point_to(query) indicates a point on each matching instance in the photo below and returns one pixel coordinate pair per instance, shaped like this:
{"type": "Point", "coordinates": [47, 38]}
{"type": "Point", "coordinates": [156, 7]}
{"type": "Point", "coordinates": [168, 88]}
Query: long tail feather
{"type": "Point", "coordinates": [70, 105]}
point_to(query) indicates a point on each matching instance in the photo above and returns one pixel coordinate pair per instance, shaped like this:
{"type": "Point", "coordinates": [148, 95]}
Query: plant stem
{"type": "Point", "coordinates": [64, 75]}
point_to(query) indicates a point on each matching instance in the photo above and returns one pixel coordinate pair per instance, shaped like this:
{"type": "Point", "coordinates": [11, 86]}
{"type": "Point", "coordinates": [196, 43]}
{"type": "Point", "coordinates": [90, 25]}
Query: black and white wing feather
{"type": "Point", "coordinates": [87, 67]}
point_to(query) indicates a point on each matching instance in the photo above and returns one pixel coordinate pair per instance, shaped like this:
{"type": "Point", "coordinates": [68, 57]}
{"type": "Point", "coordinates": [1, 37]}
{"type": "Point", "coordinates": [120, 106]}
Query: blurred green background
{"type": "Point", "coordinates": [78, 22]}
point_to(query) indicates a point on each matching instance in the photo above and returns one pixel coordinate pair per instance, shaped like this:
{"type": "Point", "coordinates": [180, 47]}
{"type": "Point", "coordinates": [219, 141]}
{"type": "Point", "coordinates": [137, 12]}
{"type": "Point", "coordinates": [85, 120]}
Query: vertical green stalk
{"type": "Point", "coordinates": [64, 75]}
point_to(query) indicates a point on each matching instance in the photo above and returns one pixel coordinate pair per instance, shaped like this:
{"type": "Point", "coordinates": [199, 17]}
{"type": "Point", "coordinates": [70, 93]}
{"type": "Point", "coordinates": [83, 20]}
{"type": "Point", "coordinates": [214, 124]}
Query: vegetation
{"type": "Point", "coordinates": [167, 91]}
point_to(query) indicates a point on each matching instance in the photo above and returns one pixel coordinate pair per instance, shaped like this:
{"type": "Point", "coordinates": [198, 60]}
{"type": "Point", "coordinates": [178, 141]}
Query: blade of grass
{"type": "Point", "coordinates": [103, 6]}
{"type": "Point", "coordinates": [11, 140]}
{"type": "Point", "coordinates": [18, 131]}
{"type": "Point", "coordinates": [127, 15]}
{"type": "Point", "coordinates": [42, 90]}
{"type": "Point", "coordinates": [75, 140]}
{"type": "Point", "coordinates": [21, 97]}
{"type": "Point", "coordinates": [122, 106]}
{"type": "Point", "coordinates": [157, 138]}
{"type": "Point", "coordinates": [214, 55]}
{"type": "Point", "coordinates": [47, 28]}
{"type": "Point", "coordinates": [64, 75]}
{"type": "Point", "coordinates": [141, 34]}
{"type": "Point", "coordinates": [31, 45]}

### EXERCISE INSTRUCTIONS
Every entry above needs to be duplicated exactly.

### RESPONSE TO THE EXERCISE
point_to(query) indicates a point on each matching instance in the photo below and returns one pixel coordinate pair per instance, shaped like this:
{"type": "Point", "coordinates": [47, 38]}
{"type": "Point", "coordinates": [156, 7]}
{"type": "Point", "coordinates": [168, 88]}
Query: long tail feather
{"type": "Point", "coordinates": [70, 105]}
point_to(query) indicates a point on each matching instance in the photo above and returns one pixel coordinate pair per instance, shaped like this:
{"type": "Point", "coordinates": [148, 95]}
Query: plant stem
{"type": "Point", "coordinates": [64, 75]}
point_to(query) indicates a point on each matching instance in the photo above and returns one pixel coordinate pair per instance, shaped like this:
{"type": "Point", "coordinates": [11, 86]}
{"type": "Point", "coordinates": [196, 43]}
{"type": "Point", "coordinates": [90, 25]}
Query: black and white wing feather
{"type": "Point", "coordinates": [87, 67]}
point_to(query) indicates a point on each matching instance in the photo above and returns one pixel coordinate pair per instance, shaped like this:
{"type": "Point", "coordinates": [68, 57]}
{"type": "Point", "coordinates": [1, 37]}
{"type": "Point", "coordinates": [120, 106]}
Query: blurred green background
{"type": "Point", "coordinates": [78, 22]}
point_to(query) indicates a point on each matching instance in the photo above and returns one pixel coordinate pair per instance, shaped like this:
{"type": "Point", "coordinates": [180, 47]}
{"type": "Point", "coordinates": [219, 141]}
{"type": "Point", "coordinates": [137, 12]}
{"type": "Point", "coordinates": [85, 120]}
Query: vertical green stalk
{"type": "Point", "coordinates": [64, 75]}
point_to(query) indicates a point on each matching instance in the photo above and returns one pixel coordinate pair per instance, shaped like this:
{"type": "Point", "coordinates": [199, 17]}
{"type": "Point", "coordinates": [70, 93]}
{"type": "Point", "coordinates": [83, 20]}
{"type": "Point", "coordinates": [214, 124]}
Query: vegetation
{"type": "Point", "coordinates": [167, 91]}
point_to(query) indicates a point on each matching instance in the photo above and returns one pixel coordinate pair per instance, shaped like this:
{"type": "Point", "coordinates": [198, 60]}
{"type": "Point", "coordinates": [178, 141]}
Query: blade of grass
{"type": "Point", "coordinates": [103, 6]}
{"type": "Point", "coordinates": [11, 140]}
{"type": "Point", "coordinates": [18, 131]}
{"type": "Point", "coordinates": [127, 15]}
{"type": "Point", "coordinates": [42, 90]}
{"type": "Point", "coordinates": [75, 140]}
{"type": "Point", "coordinates": [21, 97]}
{"type": "Point", "coordinates": [122, 106]}
{"type": "Point", "coordinates": [157, 138]}
{"type": "Point", "coordinates": [214, 55]}
{"type": "Point", "coordinates": [47, 28]}
{"type": "Point", "coordinates": [64, 75]}
{"type": "Point", "coordinates": [141, 34]}
{"type": "Point", "coordinates": [31, 45]}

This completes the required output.